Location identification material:
- - -

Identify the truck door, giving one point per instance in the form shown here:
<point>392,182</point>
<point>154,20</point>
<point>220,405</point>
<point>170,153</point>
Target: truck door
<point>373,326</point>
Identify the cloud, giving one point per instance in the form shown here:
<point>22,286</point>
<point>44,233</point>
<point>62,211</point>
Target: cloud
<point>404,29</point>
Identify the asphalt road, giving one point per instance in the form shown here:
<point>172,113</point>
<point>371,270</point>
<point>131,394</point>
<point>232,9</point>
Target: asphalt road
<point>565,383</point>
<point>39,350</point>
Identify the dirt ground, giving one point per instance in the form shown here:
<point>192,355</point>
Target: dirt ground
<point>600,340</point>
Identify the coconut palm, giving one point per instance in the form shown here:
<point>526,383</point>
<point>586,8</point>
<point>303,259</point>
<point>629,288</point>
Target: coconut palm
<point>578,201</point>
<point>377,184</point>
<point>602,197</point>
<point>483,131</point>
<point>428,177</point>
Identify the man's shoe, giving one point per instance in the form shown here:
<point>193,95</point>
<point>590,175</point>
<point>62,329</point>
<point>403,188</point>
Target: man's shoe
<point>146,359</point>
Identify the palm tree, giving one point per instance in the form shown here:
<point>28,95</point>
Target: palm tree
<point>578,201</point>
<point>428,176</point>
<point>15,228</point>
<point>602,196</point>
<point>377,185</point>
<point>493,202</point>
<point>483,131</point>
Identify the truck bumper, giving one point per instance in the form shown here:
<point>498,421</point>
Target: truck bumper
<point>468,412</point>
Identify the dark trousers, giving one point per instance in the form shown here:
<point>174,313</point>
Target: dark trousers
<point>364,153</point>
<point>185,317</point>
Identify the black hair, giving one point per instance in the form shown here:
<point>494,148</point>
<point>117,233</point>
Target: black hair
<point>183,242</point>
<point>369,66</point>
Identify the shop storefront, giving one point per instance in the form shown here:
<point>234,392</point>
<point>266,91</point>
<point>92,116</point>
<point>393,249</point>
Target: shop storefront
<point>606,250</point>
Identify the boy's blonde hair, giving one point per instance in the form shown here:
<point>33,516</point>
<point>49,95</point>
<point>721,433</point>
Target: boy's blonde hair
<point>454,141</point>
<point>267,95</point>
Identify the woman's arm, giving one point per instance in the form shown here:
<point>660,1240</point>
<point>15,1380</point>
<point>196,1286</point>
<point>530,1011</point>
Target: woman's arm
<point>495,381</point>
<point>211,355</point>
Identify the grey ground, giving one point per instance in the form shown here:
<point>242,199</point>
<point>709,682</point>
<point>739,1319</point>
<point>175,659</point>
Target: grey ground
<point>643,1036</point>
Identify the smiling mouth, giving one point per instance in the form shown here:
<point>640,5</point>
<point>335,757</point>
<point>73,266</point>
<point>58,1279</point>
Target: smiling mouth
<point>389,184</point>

- - -

• Task description:
Reproduce all of the material above verbatim, line for line, without altering anything.

• Task solution:
Identify the truck door, giving one point per instance in the form shown here:
<point>392,182</point>
<point>154,20</point>
<point>220,405</point>
<point>170,153</point>
Target: truck door
<point>373,326</point>
Identify the cloud, giving one point per instance in the form shown here:
<point>22,286</point>
<point>44,233</point>
<point>62,211</point>
Target: cloud
<point>404,29</point>
Identify the asphalt road, giving one point per instance in the form shown here:
<point>172,113</point>
<point>371,270</point>
<point>131,394</point>
<point>232,9</point>
Target: asphalt road
<point>565,383</point>
<point>39,350</point>
Identify the dirt ground, giving one point per instance in the form shown here:
<point>192,355</point>
Target: dirt ground
<point>600,340</point>
Identify the coconut palm, giving one point per instance in the form shown here:
<point>526,383</point>
<point>586,8</point>
<point>303,259</point>
<point>629,288</point>
Target: coconut palm
<point>578,201</point>
<point>377,184</point>
<point>602,197</point>
<point>483,131</point>
<point>428,177</point>
Identify the man's shoe, giving one point per instance in the form shown here:
<point>193,95</point>
<point>590,175</point>
<point>62,329</point>
<point>403,188</point>
Target: man's shoe
<point>146,359</point>
Identify the palm tree, giving one point per instance in the form shown here:
<point>28,95</point>
Target: palm tree
<point>578,201</point>
<point>428,176</point>
<point>15,228</point>
<point>602,196</point>
<point>377,185</point>
<point>493,202</point>
<point>483,131</point>
Identify the truck bumper, giving one point per instance in the form shown here:
<point>498,421</point>
Target: truck bumper
<point>468,412</point>
Identify the dark trousers, giving one point per instance in the form shown here:
<point>174,313</point>
Target: dark trousers
<point>364,153</point>
<point>185,317</point>
Identify the black hair, giving one point per instance in the form shown here:
<point>494,148</point>
<point>117,233</point>
Target: black hair
<point>183,242</point>
<point>369,66</point>
Identify the shop storefront, giving one point per instance in the form shown here:
<point>234,392</point>
<point>266,91</point>
<point>92,116</point>
<point>393,249</point>
Target: shop storefront
<point>606,250</point>
Identify the boy's blonde hair, giving one point per instance in the form shown here:
<point>33,516</point>
<point>49,95</point>
<point>721,433</point>
Target: boy's blonde hair
<point>454,141</point>
<point>267,95</point>
Identify the woman's arm, giving one point per instance in the form shown here:
<point>660,1240</point>
<point>15,1380</point>
<point>196,1286</point>
<point>530,1011</point>
Target: woman's arm
<point>495,381</point>
<point>211,355</point>
Identify the grey ground, giving one point per instance in the form shown here:
<point>242,199</point>
<point>709,682</point>
<point>739,1319</point>
<point>175,659</point>
Target: grey ground
<point>643,1036</point>
Identify the smiling mouth, giving one point per instance in the form shown here:
<point>640,5</point>
<point>335,757</point>
<point>73,266</point>
<point>58,1279</point>
Target: smiling mouth
<point>389,184</point>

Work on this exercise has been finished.